提示文:

第607話 モヤモヤした気持ち

2021年に神奈川県立こども医療センターで、術後の児が術後5日目に急変し亡くなった、という医療事故について、病院側が昨日会見を開いた、とのニュースがあった。


術式などについては公開されていないが、手術そのものは成功した一方で、術後管理に問題があり、術後に出現した症状などに対し、適切な対応が取れていなかったこと、術後に出現した症状から適切な病態が把握できていなかったことが挙げられており、その原因として、「医師の体制の脆弱性」、「医師₋看護師間でのコミュニケーションが不十分だったこと」が挙げられる、として、「適切な対応が取れていれば、救える命だった可能性が高い」と述べていた。


遺族側は「スタッフのコミュニケーション不足によって我が子の命が失われたとされることについて、遺族として憤りを感じる」とのことだそうだ。


明確にはされていないが、手術日と死亡日の間に土日があり、それも影響を与えていたようである。


まず、亡くなられたお子さんに、心からご冥福をお祈りする。



神奈川県立こども医療センターは高度な医療技術を持つ病院で、近隣の大学病院などからも、患者さんの紹介を受けているそうである。そのような高度な病院でも、「予想していなかった患者さんの死亡」というのはありうる。

演習課題:
A: 医療事故についての提示文によると、術後の児は術後何日目に急変しましたか。
B: 次の(i)～(iii)が医療事故についての提示文の内容と合っているかを、それぞれ「はい」か「いいえ」で答え、判断の根拠となる本文の語句をそのまま引用してください。
(i) 手術そのものは失敗したとされている。
(ii) 遺族は憤りを感じていると述べている。
(iii) 病院側は会見を開いていない。
C: 医療事故についての提示文を、最後の文の後から書き進めてください。
以下のデータセットの項目は提示文の内容とは関係ありません。

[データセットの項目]
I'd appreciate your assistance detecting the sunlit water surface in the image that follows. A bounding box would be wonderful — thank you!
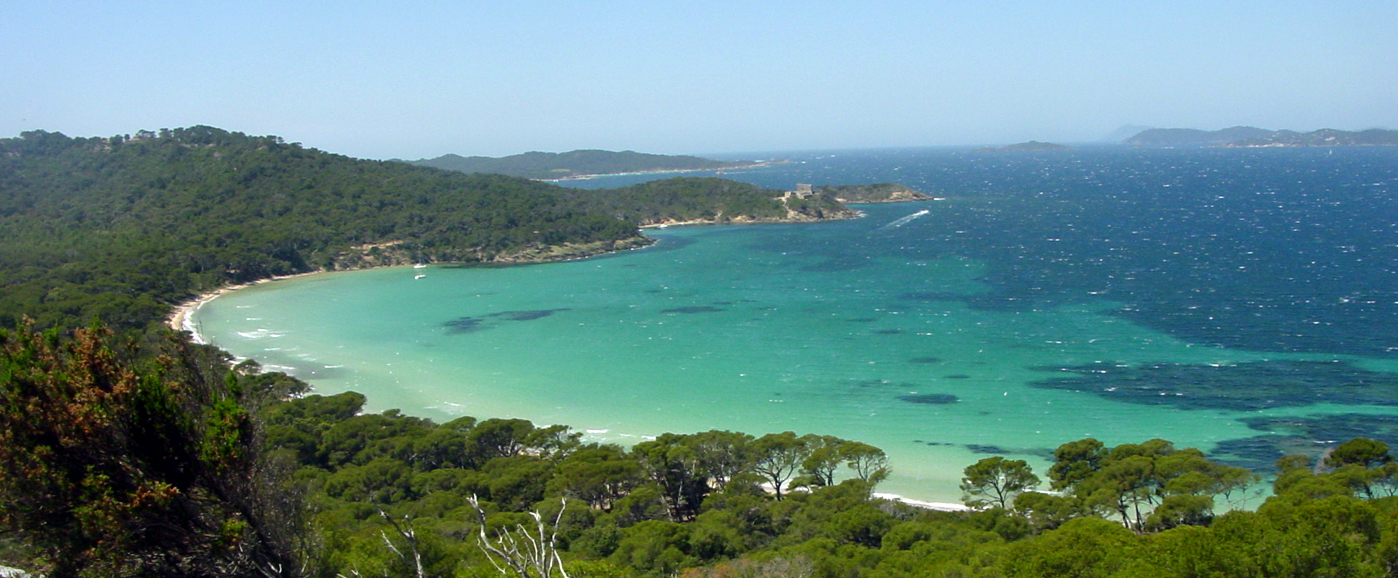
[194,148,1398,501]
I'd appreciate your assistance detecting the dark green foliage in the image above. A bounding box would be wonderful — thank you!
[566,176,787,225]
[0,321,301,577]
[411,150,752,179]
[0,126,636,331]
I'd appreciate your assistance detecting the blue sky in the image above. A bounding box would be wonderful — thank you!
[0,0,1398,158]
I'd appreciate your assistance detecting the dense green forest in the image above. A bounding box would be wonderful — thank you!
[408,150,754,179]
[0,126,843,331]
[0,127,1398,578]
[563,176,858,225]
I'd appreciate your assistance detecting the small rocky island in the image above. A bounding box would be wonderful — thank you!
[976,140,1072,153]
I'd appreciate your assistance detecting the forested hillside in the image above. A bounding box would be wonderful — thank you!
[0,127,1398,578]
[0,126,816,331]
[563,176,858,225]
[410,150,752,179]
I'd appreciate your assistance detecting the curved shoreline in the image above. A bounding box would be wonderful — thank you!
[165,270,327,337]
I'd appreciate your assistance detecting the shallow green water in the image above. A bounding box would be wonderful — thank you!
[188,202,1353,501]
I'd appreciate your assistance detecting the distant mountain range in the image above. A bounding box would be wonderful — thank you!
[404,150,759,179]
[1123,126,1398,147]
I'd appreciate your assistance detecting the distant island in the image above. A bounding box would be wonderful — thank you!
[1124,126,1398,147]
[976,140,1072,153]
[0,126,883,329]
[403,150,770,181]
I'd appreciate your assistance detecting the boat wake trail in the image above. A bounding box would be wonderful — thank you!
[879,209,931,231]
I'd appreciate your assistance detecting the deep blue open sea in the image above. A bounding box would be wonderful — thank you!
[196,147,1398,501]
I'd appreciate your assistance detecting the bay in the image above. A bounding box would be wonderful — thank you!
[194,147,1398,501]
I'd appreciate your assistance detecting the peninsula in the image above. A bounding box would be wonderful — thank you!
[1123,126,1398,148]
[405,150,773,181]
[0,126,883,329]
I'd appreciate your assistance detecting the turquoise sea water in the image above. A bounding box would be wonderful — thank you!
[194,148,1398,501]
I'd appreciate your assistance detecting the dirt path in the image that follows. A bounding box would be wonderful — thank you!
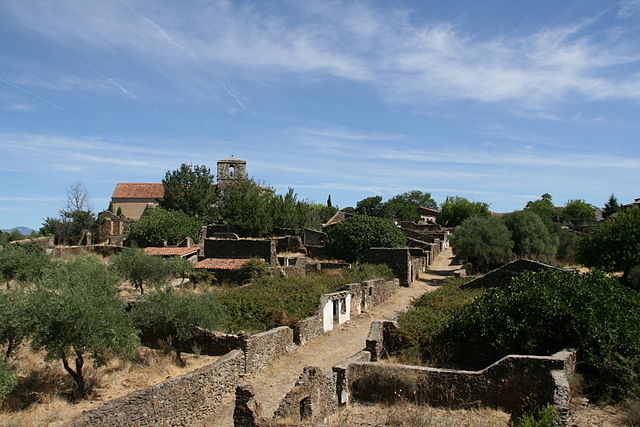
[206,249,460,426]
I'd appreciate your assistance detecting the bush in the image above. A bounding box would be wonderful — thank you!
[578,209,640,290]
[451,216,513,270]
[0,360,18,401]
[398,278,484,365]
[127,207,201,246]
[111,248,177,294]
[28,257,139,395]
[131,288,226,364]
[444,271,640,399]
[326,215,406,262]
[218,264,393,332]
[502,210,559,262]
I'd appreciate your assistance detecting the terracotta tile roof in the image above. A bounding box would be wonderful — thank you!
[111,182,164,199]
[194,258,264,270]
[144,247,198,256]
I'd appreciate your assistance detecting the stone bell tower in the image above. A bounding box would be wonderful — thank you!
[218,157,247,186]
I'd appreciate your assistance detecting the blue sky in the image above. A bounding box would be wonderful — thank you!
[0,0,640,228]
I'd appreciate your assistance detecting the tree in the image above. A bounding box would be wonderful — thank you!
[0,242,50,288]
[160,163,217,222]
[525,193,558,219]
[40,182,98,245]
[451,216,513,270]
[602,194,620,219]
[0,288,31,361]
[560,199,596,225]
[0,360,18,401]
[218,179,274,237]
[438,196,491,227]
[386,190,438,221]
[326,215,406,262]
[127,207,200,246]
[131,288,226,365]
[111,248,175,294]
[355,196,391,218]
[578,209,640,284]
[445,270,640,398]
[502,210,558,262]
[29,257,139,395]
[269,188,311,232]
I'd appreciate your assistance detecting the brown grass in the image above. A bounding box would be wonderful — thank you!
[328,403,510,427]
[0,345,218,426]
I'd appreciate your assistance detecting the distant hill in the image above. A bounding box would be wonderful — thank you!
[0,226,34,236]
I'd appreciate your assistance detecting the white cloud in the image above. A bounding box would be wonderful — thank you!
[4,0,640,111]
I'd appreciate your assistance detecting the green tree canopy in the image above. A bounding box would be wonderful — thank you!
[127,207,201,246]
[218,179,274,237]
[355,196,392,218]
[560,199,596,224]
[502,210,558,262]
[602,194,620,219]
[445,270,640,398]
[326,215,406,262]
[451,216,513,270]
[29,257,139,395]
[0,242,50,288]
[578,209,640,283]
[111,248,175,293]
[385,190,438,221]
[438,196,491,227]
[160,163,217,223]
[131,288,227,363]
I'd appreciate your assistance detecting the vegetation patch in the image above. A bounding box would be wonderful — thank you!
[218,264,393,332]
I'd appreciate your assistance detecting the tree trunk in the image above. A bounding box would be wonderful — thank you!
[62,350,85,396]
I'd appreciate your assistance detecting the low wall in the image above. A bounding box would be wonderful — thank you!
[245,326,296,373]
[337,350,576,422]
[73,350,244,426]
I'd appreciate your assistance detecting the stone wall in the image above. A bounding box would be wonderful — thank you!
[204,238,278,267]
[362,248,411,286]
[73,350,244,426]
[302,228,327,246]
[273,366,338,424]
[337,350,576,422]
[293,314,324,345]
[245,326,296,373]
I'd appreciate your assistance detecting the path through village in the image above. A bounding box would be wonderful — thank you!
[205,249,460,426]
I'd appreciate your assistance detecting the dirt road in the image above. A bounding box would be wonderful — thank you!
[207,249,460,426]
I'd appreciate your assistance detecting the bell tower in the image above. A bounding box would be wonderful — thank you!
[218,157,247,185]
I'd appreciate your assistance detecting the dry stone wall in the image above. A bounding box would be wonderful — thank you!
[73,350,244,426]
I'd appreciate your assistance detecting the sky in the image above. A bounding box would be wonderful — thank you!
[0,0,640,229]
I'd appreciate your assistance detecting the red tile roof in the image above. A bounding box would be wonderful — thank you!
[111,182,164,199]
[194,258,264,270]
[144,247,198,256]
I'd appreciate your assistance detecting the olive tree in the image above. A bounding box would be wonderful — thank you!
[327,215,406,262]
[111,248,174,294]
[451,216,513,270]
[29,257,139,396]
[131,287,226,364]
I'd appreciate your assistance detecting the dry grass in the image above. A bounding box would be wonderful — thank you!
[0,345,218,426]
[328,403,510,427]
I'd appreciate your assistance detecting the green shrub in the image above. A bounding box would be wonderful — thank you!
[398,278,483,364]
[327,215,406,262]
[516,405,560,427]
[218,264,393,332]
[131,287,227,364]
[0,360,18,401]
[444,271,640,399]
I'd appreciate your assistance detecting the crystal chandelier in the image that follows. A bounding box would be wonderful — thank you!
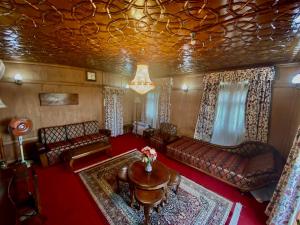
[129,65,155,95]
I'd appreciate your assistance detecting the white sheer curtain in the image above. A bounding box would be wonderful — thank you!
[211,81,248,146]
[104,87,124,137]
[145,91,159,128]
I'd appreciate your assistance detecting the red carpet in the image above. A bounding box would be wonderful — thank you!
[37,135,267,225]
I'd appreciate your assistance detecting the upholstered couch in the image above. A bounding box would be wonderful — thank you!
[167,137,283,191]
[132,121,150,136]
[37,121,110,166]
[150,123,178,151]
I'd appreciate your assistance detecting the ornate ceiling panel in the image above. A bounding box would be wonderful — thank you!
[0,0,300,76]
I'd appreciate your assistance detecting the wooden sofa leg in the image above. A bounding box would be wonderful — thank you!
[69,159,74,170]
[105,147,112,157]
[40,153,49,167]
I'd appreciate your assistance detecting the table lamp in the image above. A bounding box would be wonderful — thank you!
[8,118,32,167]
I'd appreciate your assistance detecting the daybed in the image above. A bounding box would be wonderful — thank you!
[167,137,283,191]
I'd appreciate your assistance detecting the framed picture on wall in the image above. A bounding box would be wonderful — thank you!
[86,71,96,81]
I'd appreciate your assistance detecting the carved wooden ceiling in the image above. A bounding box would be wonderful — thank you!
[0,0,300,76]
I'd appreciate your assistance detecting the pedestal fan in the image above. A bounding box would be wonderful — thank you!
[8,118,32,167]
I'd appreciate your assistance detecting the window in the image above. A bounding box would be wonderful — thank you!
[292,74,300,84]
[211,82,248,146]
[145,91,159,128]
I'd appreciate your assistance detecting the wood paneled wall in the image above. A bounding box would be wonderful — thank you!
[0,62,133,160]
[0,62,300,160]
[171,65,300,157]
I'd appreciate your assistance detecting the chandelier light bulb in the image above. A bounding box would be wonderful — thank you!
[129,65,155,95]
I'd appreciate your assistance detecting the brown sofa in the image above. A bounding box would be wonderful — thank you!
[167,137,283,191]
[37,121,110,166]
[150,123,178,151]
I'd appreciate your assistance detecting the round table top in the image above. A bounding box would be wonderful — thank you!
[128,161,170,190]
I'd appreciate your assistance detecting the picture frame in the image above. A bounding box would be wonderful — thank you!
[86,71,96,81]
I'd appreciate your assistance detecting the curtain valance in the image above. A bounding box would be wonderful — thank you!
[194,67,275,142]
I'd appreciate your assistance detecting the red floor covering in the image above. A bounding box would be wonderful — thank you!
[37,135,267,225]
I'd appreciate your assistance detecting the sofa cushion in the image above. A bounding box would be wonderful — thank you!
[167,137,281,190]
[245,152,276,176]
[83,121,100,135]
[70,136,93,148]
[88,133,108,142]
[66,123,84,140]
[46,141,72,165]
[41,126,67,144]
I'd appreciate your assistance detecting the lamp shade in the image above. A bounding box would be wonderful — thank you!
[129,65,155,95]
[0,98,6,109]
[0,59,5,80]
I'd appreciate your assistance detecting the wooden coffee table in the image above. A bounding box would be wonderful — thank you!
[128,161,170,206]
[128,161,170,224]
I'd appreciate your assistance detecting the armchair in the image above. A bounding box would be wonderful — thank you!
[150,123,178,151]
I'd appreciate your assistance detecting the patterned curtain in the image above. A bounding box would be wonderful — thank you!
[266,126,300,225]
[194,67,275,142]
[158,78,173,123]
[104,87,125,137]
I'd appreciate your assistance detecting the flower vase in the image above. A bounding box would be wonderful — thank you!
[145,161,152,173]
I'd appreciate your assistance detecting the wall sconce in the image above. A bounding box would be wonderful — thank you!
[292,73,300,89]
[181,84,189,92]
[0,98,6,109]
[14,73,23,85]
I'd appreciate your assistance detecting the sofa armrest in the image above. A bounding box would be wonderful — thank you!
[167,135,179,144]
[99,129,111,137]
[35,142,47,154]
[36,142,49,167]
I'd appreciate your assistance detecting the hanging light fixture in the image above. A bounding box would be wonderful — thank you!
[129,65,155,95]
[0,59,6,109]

課題の解答:
A: 術後5日目です。

B:
(i) いいえ。「手術そのものは成功した一方で」
(ii) はい。「遺族として憤りを感じる」
(iii) いいえ。「病院側が昨日会見を開いた」

C:
私も何度か書いたことがあるが、「医療事故」で避けてほしいのは、「時系列を逆にして読んでいかないでほしい」という事である。もちろん、「医療事故の調査」という事になると、時系列を逆に読まざるを得ないのは明白で、その中で、「現実の流れ」の中で気づかなかった「改善点」や「判断ミス」が洗い出されていくのである。ただ、有責かどうか、有罪かどうか、という事については、結果からの逆算ではなく、未来が見えない状態での決断が理にかなっていたかどうか、で判断してほしい。


ネットニュースでもこの記事は取り上げられており、たくさんのコメントが寄せられていた。半分以上は「他の医療機関では対応できない病気をこの病院で治療してもらった。今回のことは非常に残念だが、体制を改めて、地域に欠かせない病院として、これからも高度な医療を提供してほしい」という意見だった。


一部は「この病院に通院/入院したけど、対応は良くなかった。起こるべくして起きたことだと思う」という意見も見られた。


同じ対応をされても、人によって受け取り方は異なるので、このような意見が出るのも仕方がないだろうと思う。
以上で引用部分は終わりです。